--- Prompt ---
Please locate every line of the records below that contains the string "gray", and copy each one. Case counts.

--- Extracted data ---
* * * * * * * * *

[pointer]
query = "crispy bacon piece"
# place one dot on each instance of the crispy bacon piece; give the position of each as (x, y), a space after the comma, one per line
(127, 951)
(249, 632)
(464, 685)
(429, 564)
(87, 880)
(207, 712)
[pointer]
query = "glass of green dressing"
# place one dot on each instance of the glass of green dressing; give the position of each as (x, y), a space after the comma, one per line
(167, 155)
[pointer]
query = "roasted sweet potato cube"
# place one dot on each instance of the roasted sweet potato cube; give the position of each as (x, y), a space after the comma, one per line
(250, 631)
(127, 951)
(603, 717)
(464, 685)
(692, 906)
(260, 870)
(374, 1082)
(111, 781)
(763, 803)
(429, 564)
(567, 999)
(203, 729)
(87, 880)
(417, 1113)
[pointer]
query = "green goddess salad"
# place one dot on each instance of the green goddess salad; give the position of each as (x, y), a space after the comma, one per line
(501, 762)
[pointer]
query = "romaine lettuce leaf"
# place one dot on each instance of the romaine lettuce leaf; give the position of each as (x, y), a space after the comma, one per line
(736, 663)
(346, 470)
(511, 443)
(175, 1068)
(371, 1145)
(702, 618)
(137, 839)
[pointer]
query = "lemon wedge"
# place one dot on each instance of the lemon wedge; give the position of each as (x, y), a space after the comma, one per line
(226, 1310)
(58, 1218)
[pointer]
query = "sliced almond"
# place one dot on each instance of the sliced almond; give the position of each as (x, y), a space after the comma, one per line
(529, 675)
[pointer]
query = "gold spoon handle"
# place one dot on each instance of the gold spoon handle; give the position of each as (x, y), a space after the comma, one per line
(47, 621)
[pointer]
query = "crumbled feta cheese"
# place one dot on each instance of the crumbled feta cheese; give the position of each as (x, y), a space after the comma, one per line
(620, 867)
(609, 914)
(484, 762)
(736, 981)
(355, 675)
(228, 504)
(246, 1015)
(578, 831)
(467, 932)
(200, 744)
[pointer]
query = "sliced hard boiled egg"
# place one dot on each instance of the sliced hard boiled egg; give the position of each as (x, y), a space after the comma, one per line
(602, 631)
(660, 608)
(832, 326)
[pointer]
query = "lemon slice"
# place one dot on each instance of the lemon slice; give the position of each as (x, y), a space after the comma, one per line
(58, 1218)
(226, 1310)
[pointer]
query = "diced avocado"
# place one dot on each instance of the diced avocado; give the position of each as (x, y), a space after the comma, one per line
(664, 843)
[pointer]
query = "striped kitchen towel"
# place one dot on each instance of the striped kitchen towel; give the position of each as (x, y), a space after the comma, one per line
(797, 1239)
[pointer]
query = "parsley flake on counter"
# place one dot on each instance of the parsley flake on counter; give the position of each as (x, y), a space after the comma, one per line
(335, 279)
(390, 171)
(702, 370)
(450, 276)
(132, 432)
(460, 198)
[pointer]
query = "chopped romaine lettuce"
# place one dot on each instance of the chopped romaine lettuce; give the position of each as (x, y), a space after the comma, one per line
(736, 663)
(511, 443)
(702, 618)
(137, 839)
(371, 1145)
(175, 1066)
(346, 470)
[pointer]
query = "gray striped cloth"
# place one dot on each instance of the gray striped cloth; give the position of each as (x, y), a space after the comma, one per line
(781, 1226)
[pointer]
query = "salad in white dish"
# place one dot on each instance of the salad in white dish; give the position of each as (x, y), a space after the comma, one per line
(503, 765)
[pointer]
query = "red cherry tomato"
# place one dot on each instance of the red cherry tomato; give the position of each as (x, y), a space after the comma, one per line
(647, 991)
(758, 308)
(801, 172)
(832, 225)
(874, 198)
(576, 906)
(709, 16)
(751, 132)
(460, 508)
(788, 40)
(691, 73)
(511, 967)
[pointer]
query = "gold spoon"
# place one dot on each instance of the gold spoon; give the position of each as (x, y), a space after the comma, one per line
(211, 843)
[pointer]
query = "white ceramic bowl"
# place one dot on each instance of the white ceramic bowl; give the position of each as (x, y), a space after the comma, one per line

* * * * * * * * *

--- Written response ---
query = "gray striped cloth"
# place one dot on each instance of the gray striped cloth; give the position of each as (x, y), a space after the comma, one per line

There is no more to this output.